*** GIVEN RECORDS
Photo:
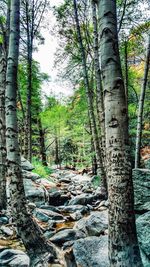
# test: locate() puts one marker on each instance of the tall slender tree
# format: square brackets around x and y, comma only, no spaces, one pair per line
[99,90]
[32,16]
[36,245]
[141,107]
[3,198]
[123,244]
[100,168]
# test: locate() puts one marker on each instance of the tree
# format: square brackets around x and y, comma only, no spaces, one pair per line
[100,167]
[141,107]
[99,89]
[3,198]
[36,245]
[32,16]
[123,244]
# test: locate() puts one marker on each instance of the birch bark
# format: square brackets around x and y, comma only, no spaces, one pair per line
[31,235]
[3,198]
[100,169]
[123,244]
[141,106]
[99,90]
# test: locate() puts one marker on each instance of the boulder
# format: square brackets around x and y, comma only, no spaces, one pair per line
[30,175]
[141,180]
[35,192]
[73,208]
[93,225]
[147,163]
[13,258]
[143,230]
[88,252]
[82,199]
[65,235]
[57,198]
[26,165]
[6,230]
[46,215]
[3,219]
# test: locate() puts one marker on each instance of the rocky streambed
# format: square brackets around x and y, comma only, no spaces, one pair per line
[73,215]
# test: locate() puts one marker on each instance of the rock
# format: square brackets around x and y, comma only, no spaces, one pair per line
[143,230]
[48,184]
[141,180]
[13,258]
[46,215]
[76,216]
[57,198]
[93,225]
[26,165]
[65,235]
[6,230]
[147,163]
[73,208]
[30,175]
[89,252]
[65,180]
[49,207]
[83,199]
[34,192]
[3,220]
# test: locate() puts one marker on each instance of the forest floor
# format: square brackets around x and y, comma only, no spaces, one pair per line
[72,212]
[73,209]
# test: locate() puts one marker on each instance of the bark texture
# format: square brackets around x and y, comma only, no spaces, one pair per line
[123,244]
[141,107]
[28,230]
[99,89]
[42,143]
[3,198]
[100,169]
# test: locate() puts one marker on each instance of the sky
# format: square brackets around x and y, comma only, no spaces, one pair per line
[46,56]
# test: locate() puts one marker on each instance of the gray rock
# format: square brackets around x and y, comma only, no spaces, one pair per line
[73,208]
[143,230]
[46,215]
[89,252]
[65,235]
[93,225]
[30,175]
[141,180]
[57,198]
[35,193]
[82,199]
[76,216]
[13,258]
[65,180]
[26,165]
[6,230]
[147,163]
[4,220]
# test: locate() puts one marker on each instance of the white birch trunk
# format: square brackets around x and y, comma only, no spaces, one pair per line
[3,198]
[141,107]
[36,245]
[123,244]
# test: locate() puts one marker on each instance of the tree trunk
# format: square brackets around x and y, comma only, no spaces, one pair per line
[42,143]
[27,228]
[126,68]
[29,32]
[123,244]
[141,107]
[3,198]
[100,169]
[57,158]
[99,90]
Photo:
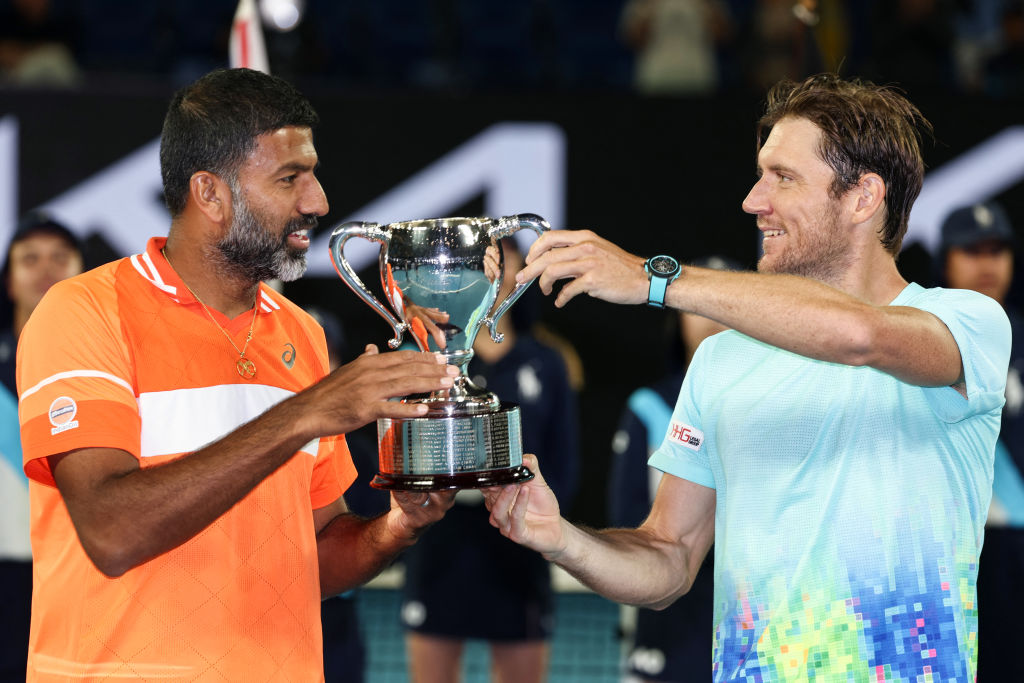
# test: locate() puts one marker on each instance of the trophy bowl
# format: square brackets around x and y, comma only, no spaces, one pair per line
[441,278]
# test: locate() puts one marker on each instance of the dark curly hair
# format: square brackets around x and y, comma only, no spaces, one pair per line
[212,125]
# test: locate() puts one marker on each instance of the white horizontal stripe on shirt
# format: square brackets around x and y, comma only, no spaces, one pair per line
[185,420]
[71,374]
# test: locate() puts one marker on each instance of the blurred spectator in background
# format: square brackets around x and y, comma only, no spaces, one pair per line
[977,253]
[41,253]
[462,580]
[1006,69]
[912,44]
[674,644]
[779,42]
[37,43]
[675,43]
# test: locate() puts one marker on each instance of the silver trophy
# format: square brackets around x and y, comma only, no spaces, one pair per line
[441,278]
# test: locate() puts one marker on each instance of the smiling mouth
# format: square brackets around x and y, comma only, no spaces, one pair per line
[299,238]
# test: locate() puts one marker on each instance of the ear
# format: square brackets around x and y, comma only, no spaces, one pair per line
[868,198]
[211,196]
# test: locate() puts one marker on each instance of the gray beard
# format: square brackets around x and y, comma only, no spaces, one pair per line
[254,253]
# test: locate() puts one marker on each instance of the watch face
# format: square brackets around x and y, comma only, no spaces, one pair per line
[664,265]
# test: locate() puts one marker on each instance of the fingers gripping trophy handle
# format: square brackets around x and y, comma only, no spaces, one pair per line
[505,226]
[373,232]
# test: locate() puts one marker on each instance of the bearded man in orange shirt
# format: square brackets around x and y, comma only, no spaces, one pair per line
[181,428]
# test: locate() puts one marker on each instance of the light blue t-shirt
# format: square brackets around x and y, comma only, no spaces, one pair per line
[850,505]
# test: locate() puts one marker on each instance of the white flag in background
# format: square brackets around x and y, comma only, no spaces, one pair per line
[247,47]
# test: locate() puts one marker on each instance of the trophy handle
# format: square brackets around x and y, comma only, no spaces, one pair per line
[374,232]
[505,226]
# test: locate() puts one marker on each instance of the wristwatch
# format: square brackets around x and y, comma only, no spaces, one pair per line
[662,270]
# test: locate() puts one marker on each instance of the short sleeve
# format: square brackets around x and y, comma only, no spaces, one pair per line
[982,332]
[74,376]
[685,452]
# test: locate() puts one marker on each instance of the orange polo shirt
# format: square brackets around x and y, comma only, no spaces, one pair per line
[124,356]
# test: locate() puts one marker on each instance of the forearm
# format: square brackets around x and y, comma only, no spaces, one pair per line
[631,566]
[353,550]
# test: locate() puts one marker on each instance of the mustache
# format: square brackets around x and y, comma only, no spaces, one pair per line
[309,222]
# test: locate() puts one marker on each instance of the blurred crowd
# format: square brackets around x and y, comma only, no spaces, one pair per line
[656,46]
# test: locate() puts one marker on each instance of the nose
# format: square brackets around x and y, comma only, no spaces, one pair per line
[314,200]
[757,200]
******
• **AIM OF THE EXERCISE**
Extract the full listing exactly, with the pictures left out.

• **ANSWER IN FULL**
Photo:
# test: locate() puts one marker on each instance of the tall slender tree
# format: square brackets around x and y, comma only, no spaces, one pair per line
[99,90]
[32,16]
[36,245]
[141,107]
[3,198]
[123,244]
[100,168]
# test: locate() puts one marker on each instance of the tree
# format: square brackets around x and y, comma only, no spaces, one pair per line
[100,167]
[141,107]
[99,89]
[3,198]
[36,245]
[32,16]
[123,244]
# test: locate() puts one marker on each instance of the birch bark
# format: square brackets around x and y, comma only, no spaces, one pair per line
[31,235]
[3,198]
[100,169]
[123,244]
[141,106]
[99,90]
# test: locate() puts one marker on each instance of the boulder
# format: square brackets around x and y, comma only, no spaces, one pair per line
[30,175]
[141,180]
[35,192]
[73,208]
[93,225]
[147,163]
[13,258]
[143,230]
[88,252]
[82,199]
[65,235]
[57,198]
[26,165]
[6,230]
[46,215]
[3,219]
# test: locate() puts one marker on each instance of the rocky streambed
# format: square brackets around x and y, comma only, no spaces, one pair per line
[73,215]
# test: locate() puts one marker on each instance of the rock
# format: square brackets around x and y, comma only, no spaces, one pair per line
[143,230]
[48,184]
[141,180]
[13,258]
[46,215]
[76,216]
[57,198]
[93,225]
[26,165]
[65,235]
[6,230]
[147,163]
[73,208]
[30,175]
[89,252]
[65,180]
[49,207]
[83,199]
[34,192]
[3,220]
# test: locate() puts one marker on each instance of the forest floor
# format: square brackets around x and y, comma only, no spaces, one pair per line
[72,212]
[73,209]
# test: locate() puts one marker on each instance of the bark texture
# format: square brackets around x and y, comma only, no spaces, one pair per line
[123,244]
[141,107]
[28,230]
[99,89]
[42,143]
[3,198]
[100,169]
# test: locate() puts one marker on each instance of the sky
# format: square brackets around x and y, comma only, no spaces, one pair per line
[46,56]
# test: locate() puts one marker on each instance of the gray rock
# format: square brackets around x and y, comma only, no spaces, one pair per line
[73,208]
[143,230]
[46,215]
[89,252]
[65,235]
[93,225]
[30,175]
[141,180]
[57,198]
[35,193]
[82,199]
[76,216]
[13,258]
[65,180]
[26,165]
[6,230]
[147,163]
[4,220]
# test: locate() puts one marker on each instance of the white birch trunk
# format: square brackets around x and y, comma only, no spaces, one pair per line
[3,198]
[141,107]
[36,245]
[123,244]
# test: locate() puts one marker on each instance of the tree trunk
# format: square brackets around x and y, comma only, no spaces, one pair per line
[42,143]
[27,228]
[126,68]
[29,32]
[123,244]
[141,107]
[3,198]
[100,169]
[57,158]
[99,90]
Photo:
# test: locate() puts one marker on each instance of the trophy bowl
# format: square brackets around x and y, comma only, no spaces, one pair per line
[441,278]
# test: locate() puts one marker on each instance of the dark curly hair
# format: square brackets around x and y, comma only, no spaces, one pair per line
[212,125]
# test: locate() puts one marker on each instance of the white horizontal stripe on shirt
# format: square brackets around x and y, comma only, no spaces, one pair per line
[185,420]
[71,374]
# test: locate() puts one marker on each instance of the blurred spectator in background
# format: square brackets around x and y, comma only, no spaces, one pair per line
[977,253]
[41,253]
[462,580]
[1006,69]
[912,44]
[674,644]
[779,42]
[37,43]
[675,43]
# test: locate() puts one marker on each instance of the silver trophy
# format: square brackets around x and y, comma only, no spaces, one pair per line
[441,278]
# test: locate() puts one marker on each instance of the smiling mouth
# format: square brackets around x and y, comma only, no spaces, one pair per line
[299,238]
# test: locate() puts one marker on each instance of the ear
# format: square brackets around x and y, comma only, no spaces, one pair per line
[868,198]
[211,196]
# test: locate() puts one marker on each instance of the gray beard
# format: square brackets around x and y, comma only, no spaces, one pair per line
[254,253]
# test: locate() puts one marker on each instance of the watch face
# format: square brackets around x and y, comma only, no spaces, one pair per line
[664,265]
# test: locate() puts one marker on each instance of the fingers gripping trophy handle
# format: square brackets around x and y, comma only, no spaces, one pair per line
[505,226]
[373,232]
# test: locate() puts one marker on each instance of the bearded man in orange shirt
# format: square brackets around x and y, comma only, no spaces, one pair per line
[181,428]
# test: locate() puts one marker on each instance of the light blue t-shirt
# format: square brackets around x and y, comma only, no spaces, one pair per line
[850,505]
# test: locate() puts one marker on each instance of the white flag in background
# format: square brackets around x and y, comma only, no spaces, one pair per line
[247,47]
# test: locate() puts one marker on each instance of the trophy handle
# format: square brackets around x and y, comma only, no spaces, one pair per line
[374,232]
[505,226]
# test: locate() puts one marker on each instance of the wristwatch
# format: square brackets around x and y, comma only, no spaces, one pair per line
[662,270]
# test: locate() puts one marker on each instance of the short sleeve
# format: square brackets around x and y, comma only, no spaces, one pair per line
[982,332]
[74,376]
[685,452]
# test: locate() puts one marker on each instance of the orange polo shirt
# format: square brackets around x and y, comma only, no spaces, one pair per line
[124,356]
# test: locate() puts one marker on each instance of the forearm
# format: square brackets around x and y, comma only, no spaces, one pair per line
[631,566]
[353,550]
# test: locate() puts one marker on each instance of the mustache
# format: square brackets around x and y, comma only, no spaces, one pair per line
[309,222]
# test: locate() puts one marker on each instance of the blurred crowd
# format: square brackets around x and y, comma only, no spaces, one pair per line
[656,46]
# test: locate() puts one marker on each instance of the nose
# format: square brackets around x and y, comma only, no spaces, one pair per line
[314,200]
[757,200]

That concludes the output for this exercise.